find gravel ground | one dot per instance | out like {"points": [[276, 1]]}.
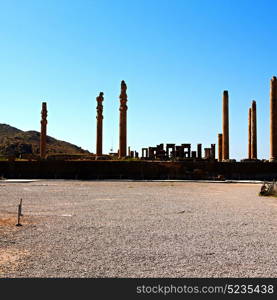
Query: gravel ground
{"points": [[137, 229]]}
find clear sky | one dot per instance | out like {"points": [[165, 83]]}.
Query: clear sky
{"points": [[176, 56]]}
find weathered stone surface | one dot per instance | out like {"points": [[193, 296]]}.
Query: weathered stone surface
{"points": [[253, 131], [225, 131], [249, 133], [220, 147], [43, 123], [99, 130], [273, 119], [123, 120]]}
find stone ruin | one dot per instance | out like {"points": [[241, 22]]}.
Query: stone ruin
{"points": [[178, 152]]}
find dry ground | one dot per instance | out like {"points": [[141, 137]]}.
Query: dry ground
{"points": [[137, 229]]}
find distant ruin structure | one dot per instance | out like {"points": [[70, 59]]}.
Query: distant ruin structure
{"points": [[123, 121], [219, 147], [249, 133], [225, 129], [99, 130], [253, 131], [273, 119], [199, 150], [43, 130]]}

▶ [Work to be completed] From the first line to the last, set down the records exactly, leaving out images.

▶ [Expected answer]
find gravel ground | one dot per instance | out like {"points": [[276, 1]]}.
Query: gravel ground
{"points": [[137, 229]]}
find clear sky | one dot per instance | out like {"points": [[165, 83]]}.
Query: clear sky
{"points": [[176, 56]]}
find weathered stone surface | one dot per instance | out like {"points": [[193, 296]]}.
Query: weathered stone surface
{"points": [[253, 131], [225, 131], [249, 133], [220, 147], [43, 123], [99, 130], [273, 119], [123, 120]]}
find stone ruin | one dot per instance | out like {"points": [[241, 22]]}.
Query: stone ruin
{"points": [[178, 152]]}
find dry ground | one dot per instance | out like {"points": [[141, 137]]}.
Query: dry ground
{"points": [[137, 229]]}
find distant ruin structure | one dot per instance | out like {"points": [[70, 59]]}.
Query: distant ruin structure
{"points": [[123, 121], [219, 147], [249, 133], [225, 129], [99, 130], [253, 131], [273, 119], [199, 150], [43, 130]]}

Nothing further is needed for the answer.